((

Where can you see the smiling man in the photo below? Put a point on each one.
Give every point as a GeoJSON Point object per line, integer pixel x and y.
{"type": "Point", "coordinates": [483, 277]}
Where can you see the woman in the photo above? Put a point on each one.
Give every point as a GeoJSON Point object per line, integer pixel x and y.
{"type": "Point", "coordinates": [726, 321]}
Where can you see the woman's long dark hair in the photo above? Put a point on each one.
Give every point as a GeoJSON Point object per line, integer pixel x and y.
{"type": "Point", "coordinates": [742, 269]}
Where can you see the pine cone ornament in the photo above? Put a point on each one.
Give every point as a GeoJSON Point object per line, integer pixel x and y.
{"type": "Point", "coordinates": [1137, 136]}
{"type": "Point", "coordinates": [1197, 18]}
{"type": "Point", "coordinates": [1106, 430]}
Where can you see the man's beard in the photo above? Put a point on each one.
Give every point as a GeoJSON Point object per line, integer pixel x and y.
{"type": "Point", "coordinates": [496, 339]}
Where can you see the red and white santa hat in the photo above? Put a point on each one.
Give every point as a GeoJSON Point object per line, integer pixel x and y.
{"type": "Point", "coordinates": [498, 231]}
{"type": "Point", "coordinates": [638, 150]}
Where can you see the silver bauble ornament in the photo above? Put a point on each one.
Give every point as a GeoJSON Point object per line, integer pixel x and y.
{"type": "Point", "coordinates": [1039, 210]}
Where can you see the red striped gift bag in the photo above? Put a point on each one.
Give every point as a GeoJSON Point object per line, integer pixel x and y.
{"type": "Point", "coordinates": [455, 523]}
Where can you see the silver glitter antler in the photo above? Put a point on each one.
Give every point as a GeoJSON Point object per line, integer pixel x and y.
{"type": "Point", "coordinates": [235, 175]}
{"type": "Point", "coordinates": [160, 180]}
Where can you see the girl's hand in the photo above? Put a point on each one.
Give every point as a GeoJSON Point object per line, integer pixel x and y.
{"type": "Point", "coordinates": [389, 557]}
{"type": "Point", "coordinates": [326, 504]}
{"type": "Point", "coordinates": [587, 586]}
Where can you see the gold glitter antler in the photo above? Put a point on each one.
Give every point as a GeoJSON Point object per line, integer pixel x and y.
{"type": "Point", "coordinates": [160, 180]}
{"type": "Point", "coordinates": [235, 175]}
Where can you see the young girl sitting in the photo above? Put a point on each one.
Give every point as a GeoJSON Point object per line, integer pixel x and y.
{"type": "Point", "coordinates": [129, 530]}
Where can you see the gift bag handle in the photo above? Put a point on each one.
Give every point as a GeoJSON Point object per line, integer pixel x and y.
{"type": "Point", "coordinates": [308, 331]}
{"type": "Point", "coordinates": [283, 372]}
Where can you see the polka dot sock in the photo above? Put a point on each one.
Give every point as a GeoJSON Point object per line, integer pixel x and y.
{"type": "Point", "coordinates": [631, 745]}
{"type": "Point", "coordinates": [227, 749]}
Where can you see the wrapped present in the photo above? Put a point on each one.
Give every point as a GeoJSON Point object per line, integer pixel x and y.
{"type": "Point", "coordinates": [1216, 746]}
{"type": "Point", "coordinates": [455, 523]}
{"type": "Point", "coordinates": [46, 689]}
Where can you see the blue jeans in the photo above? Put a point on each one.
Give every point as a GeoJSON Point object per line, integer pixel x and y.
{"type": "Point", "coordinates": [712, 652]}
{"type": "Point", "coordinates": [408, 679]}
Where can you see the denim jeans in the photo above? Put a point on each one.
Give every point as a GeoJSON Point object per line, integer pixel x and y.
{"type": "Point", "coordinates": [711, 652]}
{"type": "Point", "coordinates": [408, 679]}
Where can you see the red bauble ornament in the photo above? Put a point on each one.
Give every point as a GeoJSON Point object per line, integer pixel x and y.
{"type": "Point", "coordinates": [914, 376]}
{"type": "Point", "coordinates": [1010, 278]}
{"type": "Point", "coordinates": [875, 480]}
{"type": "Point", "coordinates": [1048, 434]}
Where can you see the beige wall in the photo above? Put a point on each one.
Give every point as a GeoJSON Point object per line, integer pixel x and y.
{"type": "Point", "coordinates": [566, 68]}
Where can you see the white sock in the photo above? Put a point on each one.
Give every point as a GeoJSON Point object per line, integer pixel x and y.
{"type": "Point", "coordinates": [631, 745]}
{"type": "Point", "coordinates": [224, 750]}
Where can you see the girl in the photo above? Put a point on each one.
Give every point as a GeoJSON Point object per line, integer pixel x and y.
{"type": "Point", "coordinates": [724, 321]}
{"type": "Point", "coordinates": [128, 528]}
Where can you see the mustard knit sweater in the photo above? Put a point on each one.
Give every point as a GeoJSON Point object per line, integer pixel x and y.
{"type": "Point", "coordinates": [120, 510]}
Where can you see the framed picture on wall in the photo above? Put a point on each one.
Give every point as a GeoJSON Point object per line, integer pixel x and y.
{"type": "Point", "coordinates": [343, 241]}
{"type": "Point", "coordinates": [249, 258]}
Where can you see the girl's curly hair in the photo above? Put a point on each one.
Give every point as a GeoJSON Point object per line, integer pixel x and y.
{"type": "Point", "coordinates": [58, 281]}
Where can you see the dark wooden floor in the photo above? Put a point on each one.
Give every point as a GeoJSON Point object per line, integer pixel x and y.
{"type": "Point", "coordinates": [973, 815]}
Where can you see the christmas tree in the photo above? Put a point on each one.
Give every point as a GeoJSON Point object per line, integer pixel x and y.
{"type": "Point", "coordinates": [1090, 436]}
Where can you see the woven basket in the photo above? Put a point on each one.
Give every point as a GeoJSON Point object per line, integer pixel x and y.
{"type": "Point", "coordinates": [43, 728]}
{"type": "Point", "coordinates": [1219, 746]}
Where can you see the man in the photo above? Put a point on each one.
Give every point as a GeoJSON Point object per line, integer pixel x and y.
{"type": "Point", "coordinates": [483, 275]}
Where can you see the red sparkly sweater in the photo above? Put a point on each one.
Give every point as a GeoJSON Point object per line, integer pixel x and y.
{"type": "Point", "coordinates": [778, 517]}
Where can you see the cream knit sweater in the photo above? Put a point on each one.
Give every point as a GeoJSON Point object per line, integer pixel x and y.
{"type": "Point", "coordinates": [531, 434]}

))

_WORK ORDER:_
In full and without alteration, repeat the records.

_EXERCISE RESULT:_
Where can you see the smiling man in the photo below? Put a point on each one.
Give every point as a GeoJSON Point object per line, integer pixel x and y.
{"type": "Point", "coordinates": [483, 277]}
Where can you see the woman in the photo above? Put a point on each one.
Give every point as a GeoJSON Point object per line, integer pixel x and y.
{"type": "Point", "coordinates": [726, 321]}
Where can you see the woman's long dark hair in the photo above? Put a point on each one.
Give every point as a GeoJSON Point object per line, integer pixel x and y.
{"type": "Point", "coordinates": [742, 269]}
Where can you see the pine cone ornament in the photo above? Put a point on each one.
Give every point as a GeoJSON Point object per line, integer pixel x and y.
{"type": "Point", "coordinates": [1137, 136]}
{"type": "Point", "coordinates": [1197, 18]}
{"type": "Point", "coordinates": [1106, 430]}
Where can you see the man's beard in the photo above? Put a point on each one.
Give every point as a GeoJSON Point object per line, integer pixel x and y.
{"type": "Point", "coordinates": [496, 339]}
Where can you see the red and white santa hat in the photo above? Put a point on each one.
Give every point as a GeoJSON Point object per line, integer pixel x and y.
{"type": "Point", "coordinates": [498, 231]}
{"type": "Point", "coordinates": [638, 150]}
Where can you see the silver bauble ornament in the photo above? Put a point on each one.
Give every point as a GeoJSON Point object per line, integer pixel x and y.
{"type": "Point", "coordinates": [1039, 210]}
Where can you see the red striped gift bag in the photo above? Put a point on each one.
Give every point as a GeoJSON Point object per line, integer pixel x and y.
{"type": "Point", "coordinates": [455, 523]}
Where can you see the silver glitter antler in the photo above? Put a point on each one.
Give every point as a GeoJSON Point object per line, integer pixel x and y.
{"type": "Point", "coordinates": [235, 175]}
{"type": "Point", "coordinates": [160, 180]}
Where can you see the girl's hand in the photo above? Put a point on each one.
Give every point as a GeoJSON Point object per line, integer pixel x and y.
{"type": "Point", "coordinates": [389, 557]}
{"type": "Point", "coordinates": [326, 504]}
{"type": "Point", "coordinates": [587, 586]}
Where can you see the gold glitter antler in the photo above? Put a point on each one.
Give every point as a GeoJSON Point object per line, integer pixel x and y.
{"type": "Point", "coordinates": [160, 180]}
{"type": "Point", "coordinates": [235, 175]}
Where can you see the young girl sitting in the photo above? Put a point on each one.
Give every point as a GeoJSON Point object per line, integer pixel x and y.
{"type": "Point", "coordinates": [129, 530]}
Where can you see the gift bag handle in the photo above? Put a point on each one.
Give every point as a GeoJSON Point object per line, integer pixel x and y.
{"type": "Point", "coordinates": [308, 331]}
{"type": "Point", "coordinates": [283, 372]}
Where can you see the polka dot sock in the photo above? Put a point on each one.
Give every point as a GeoJSON Point object per line, integer pixel x and y.
{"type": "Point", "coordinates": [631, 745]}
{"type": "Point", "coordinates": [227, 749]}
Where can you see the wrapped present in the photo above? Put a point on each one.
Give every point as a GeoJSON Point object per line, integer pixel x and y.
{"type": "Point", "coordinates": [1216, 746]}
{"type": "Point", "coordinates": [455, 523]}
{"type": "Point", "coordinates": [46, 689]}
Where can you see the blue jeans in the photo above? Put a point on each one.
Give every point as a GeoJSON Point object per line, integer pixel x and y.
{"type": "Point", "coordinates": [712, 652]}
{"type": "Point", "coordinates": [408, 679]}
Where can you see the denim jeans in the photo above? Put a point on each one.
Give every point as a GeoJSON Point object per line, integer pixel x and y.
{"type": "Point", "coordinates": [711, 652]}
{"type": "Point", "coordinates": [408, 679]}
Where can you see the red bauble ornament in the photo above? Put a point on each one.
Give every point as a GeoJSON Point object per line, integer pixel x and y.
{"type": "Point", "coordinates": [914, 376]}
{"type": "Point", "coordinates": [1010, 278]}
{"type": "Point", "coordinates": [875, 480]}
{"type": "Point", "coordinates": [1048, 434]}
Where can you see the beige wall in the photo above? Put a point on each one.
Give every point as a GeoJSON Point object per line, integer pixel x and y.
{"type": "Point", "coordinates": [566, 68]}
Where can you see the white sock in the photo above? Put a point on each one.
Give every point as a GeoJSON Point object per line, integer pixel x and y.
{"type": "Point", "coordinates": [631, 745]}
{"type": "Point", "coordinates": [224, 750]}
Where can you see the girl in the photo above? Put a point on each one.
Give every point as a GeoJSON Point object per line, integer pixel x and y.
{"type": "Point", "coordinates": [724, 321]}
{"type": "Point", "coordinates": [128, 528]}
Where can you see the mustard knit sweater in the photo above? Put a point on each one.
Give every point as a GeoJSON Point object per line, integer pixel x and y.
{"type": "Point", "coordinates": [120, 510]}
Where can you see the framed picture on wall in the photo above? Put a point on each one.
Give every point as a GeoJSON Point object per line, integer pixel x and y.
{"type": "Point", "coordinates": [343, 241]}
{"type": "Point", "coordinates": [249, 258]}
Where can you see the girl's curly hair in the photo above? Put a point on each one.
Give every point as a GeoJSON Point object per line, integer pixel x and y.
{"type": "Point", "coordinates": [58, 281]}
Where can you see the dark wooden floor in the photo above? Put a point on each one.
Give every point as a GeoJSON Point object per line, integer pixel x and y.
{"type": "Point", "coordinates": [973, 815]}
Where can you see the christmas tree in the photo above? Put a point on each one.
Give every point as a GeoJSON Point object per line, integer pixel x and y.
{"type": "Point", "coordinates": [1090, 436]}
Where can you see the woven basket in the photo above? Put a point on each one.
Give every point as a GeoJSON Point object per line, integer pixel x and y.
{"type": "Point", "coordinates": [43, 728]}
{"type": "Point", "coordinates": [1219, 746]}
Where can you see the man in the photo above? Put a point on each one.
Give every point as a GeoJSON Point object per line, integer pixel x and y.
{"type": "Point", "coordinates": [483, 275]}
Where can you see the red sparkly sweater in the photo above? Put a point on each one.
Give every point as a GeoJSON Point object per line, integer pixel x and y.
{"type": "Point", "coordinates": [778, 517]}
Where can you see the cream knit sweater in the photo above? Put a point on each one.
Give every point as a GeoJSON Point object per line, integer pixel x and y.
{"type": "Point", "coordinates": [531, 434]}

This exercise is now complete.